Every entry below should be repeated exactly; the pictures should not.

[Photo-based point labeling data]
______

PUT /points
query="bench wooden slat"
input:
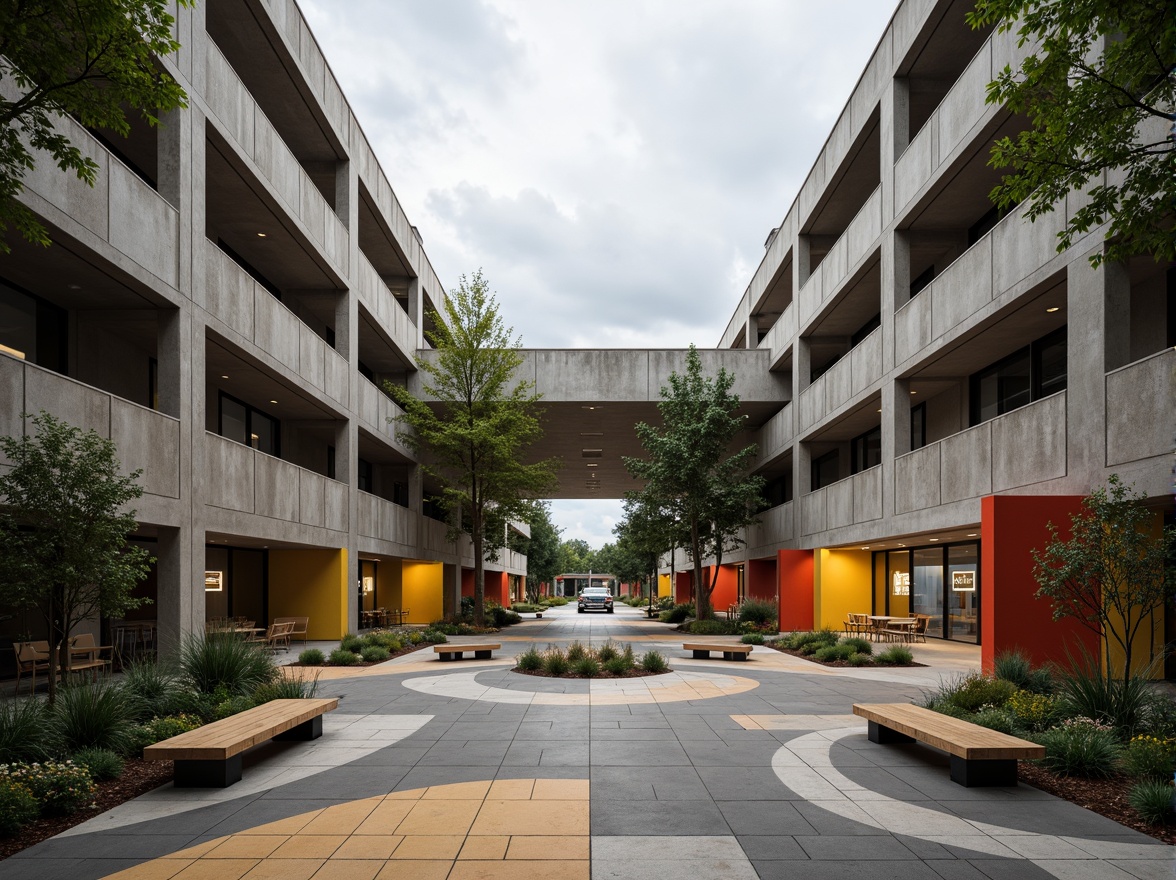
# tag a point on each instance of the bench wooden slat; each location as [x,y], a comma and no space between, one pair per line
[222,739]
[954,735]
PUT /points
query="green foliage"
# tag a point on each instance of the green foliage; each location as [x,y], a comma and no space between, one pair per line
[211,661]
[374,654]
[473,434]
[654,662]
[895,655]
[26,733]
[759,611]
[587,666]
[690,478]
[1111,573]
[1081,750]
[59,787]
[1150,757]
[340,657]
[87,60]
[18,806]
[66,519]
[101,762]
[1153,800]
[1098,91]
[311,657]
[530,660]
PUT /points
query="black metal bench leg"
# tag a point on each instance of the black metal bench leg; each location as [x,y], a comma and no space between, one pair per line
[311,730]
[976,773]
[883,734]
[208,774]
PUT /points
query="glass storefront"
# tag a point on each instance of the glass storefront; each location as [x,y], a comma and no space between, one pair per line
[940,581]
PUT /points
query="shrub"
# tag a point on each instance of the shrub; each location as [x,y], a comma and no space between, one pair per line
[895,655]
[25,731]
[1153,800]
[654,662]
[759,612]
[587,666]
[94,715]
[374,654]
[555,661]
[1081,750]
[101,762]
[1150,757]
[530,660]
[18,807]
[213,661]
[59,787]
[341,657]
[311,657]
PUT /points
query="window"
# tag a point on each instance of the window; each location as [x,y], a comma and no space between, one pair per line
[866,451]
[824,470]
[244,424]
[1028,374]
[919,426]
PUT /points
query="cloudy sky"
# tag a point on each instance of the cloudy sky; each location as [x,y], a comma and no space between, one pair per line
[614,167]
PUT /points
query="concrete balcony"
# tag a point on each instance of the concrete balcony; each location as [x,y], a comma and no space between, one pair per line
[144,439]
[1138,422]
[1011,451]
[239,478]
[846,502]
[260,321]
[246,126]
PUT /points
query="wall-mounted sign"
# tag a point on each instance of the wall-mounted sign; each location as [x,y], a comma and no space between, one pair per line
[963,581]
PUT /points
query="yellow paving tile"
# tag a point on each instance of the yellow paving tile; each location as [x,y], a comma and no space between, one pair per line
[458,791]
[440,817]
[560,790]
[522,817]
[158,870]
[485,847]
[510,871]
[368,846]
[386,817]
[547,847]
[414,870]
[216,870]
[309,846]
[342,818]
[285,870]
[434,846]
[512,788]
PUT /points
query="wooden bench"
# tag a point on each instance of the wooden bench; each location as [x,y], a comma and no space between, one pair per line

______

### [COMPLETED TASK]
PUT /points
query="bench wooden slat"
input:
# tag a point on each instance of the bench wooden slat; each location as [x,y], a comma and no space between, one pair per line
[222,739]
[954,735]
PUT /points
query="green foliage"
# tag a point on each instance of the green foliage; each location as [x,y], a comma and no space between, one pair per line
[211,661]
[374,654]
[473,434]
[654,662]
[895,655]
[26,733]
[759,611]
[587,666]
[690,478]
[1111,573]
[1081,750]
[59,787]
[1150,757]
[340,657]
[87,60]
[18,806]
[66,519]
[101,762]
[1153,800]
[1098,91]
[311,657]
[530,660]
PUT /points
query="black metal bench leg"
# tag a point on each instance of the black metal bench leg; each location as [x,y], a comma and no space between, one pair per line
[311,730]
[976,773]
[883,734]
[208,774]
PUT /points
query="glass storefront"
# tag a point on each instance of the glass storefront; each location as [x,y], a comma and no space between, one pair per line
[940,581]
PUT /points
query="shrub"
# tag a point on each instance of the shrub; each location as [x,y], a comma and no space between, one pair per line
[895,655]
[25,731]
[1153,800]
[654,662]
[759,612]
[587,666]
[94,715]
[374,654]
[555,661]
[1081,750]
[101,762]
[1150,757]
[530,660]
[18,807]
[213,661]
[59,787]
[341,657]
[311,657]
PUT /points
query="window"
# tag a point on each instance of the window; each location as [x,y], a comma and no space between, one pair per line
[866,451]
[824,470]
[244,424]
[1028,374]
[919,426]
PUT /points
query="cloudy sky"
# tag a point on each instance of the cloudy sky; each location as [x,y], a comma and no space between, one pair per line
[614,167]
PUT /points
query="concrete balcony"
# tag a point on each instance of the concrete balcony; each location as [x,y], a comma and no space between, one pair per line
[144,439]
[1138,422]
[1011,451]
[239,478]
[846,502]
[260,321]
[246,126]
PUT /points
query="wall-mounted sign"
# tag a point on each instance of the wall-mounted sign; each location as [x,y], a comma and no space between, one pair per line
[963,581]
PUT /points
query="yellow paving tile"
# tag a point on each instance of the yellow paving tile; each location as [x,y], a comma and no space between, one pair per line
[458,791]
[440,817]
[560,790]
[522,817]
[158,870]
[485,847]
[510,871]
[368,846]
[386,817]
[547,847]
[414,870]
[216,870]
[309,846]
[342,818]
[285,870]
[434,846]
[512,788]
PUT /points
query="wooden bench"
# tag a point on each instance of the wooden bench; each location as [x,y], a comma and no space between, one pair per line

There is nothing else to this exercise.